* **WORK TO COMPLETE**
1: In the article on electrical contractors and distributors, how much of every $10 of distributor sales do electrical contractors account for?
2: Translate this sentence from the article on electrical contractors and distributors into Spanish: "Like Felix and Oscar, they see each other as polar opposites."

A question posed in the opening monologue of “The Odd Couple” reminds me of the relationship that many contractors have with their local distributors: “Can two divorced men share an apartment without driving each other crazy?”

Like Felix and Oscar, most contractors have known their distributors for years, and live with each other day in and day out. They haggle over bids, argue over late deliveries or returned goods and grumble about each other incessantly. Like Felix and Oscar, they see each other as polar opposites. The contractor stereotype for a distributor is a street-smart sharpie who drives a fancy car and knows how to make a buck, while the stereotypical electrical contractor is a cigar-chomping, price-shopping trunk-slammer.

But like Felix and Oscar, in times of need, contractors and distributors are there for each other: that midnight phone call to get a motor starter to the factory when a production line goes down, or a 6 a.m. opening of the warehouse to load a contractor's truck with the supplies he forgot to order the day before.

For all their grumbling about each other, electrical contractors and distributors are more important to each other than either might sometimes like to admit. Electrical contractors account for $4 out of every $10 of distributor sales, and despite incursions by Home Depot, Lowe's and other alternate channels, statistics say contractors still purchase over three-quarters of all their supplies from electrical distributors.

* **DATA SEGMENT**
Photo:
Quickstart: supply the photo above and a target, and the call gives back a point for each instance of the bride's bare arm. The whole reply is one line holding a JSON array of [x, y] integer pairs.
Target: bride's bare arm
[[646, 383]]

* **ANSWER SET**
1: Electrical contractors account for $4 out of every $10 of distributor sales.

2: Como Felix y Oscar, se ven el uno al otro como polos opuestos.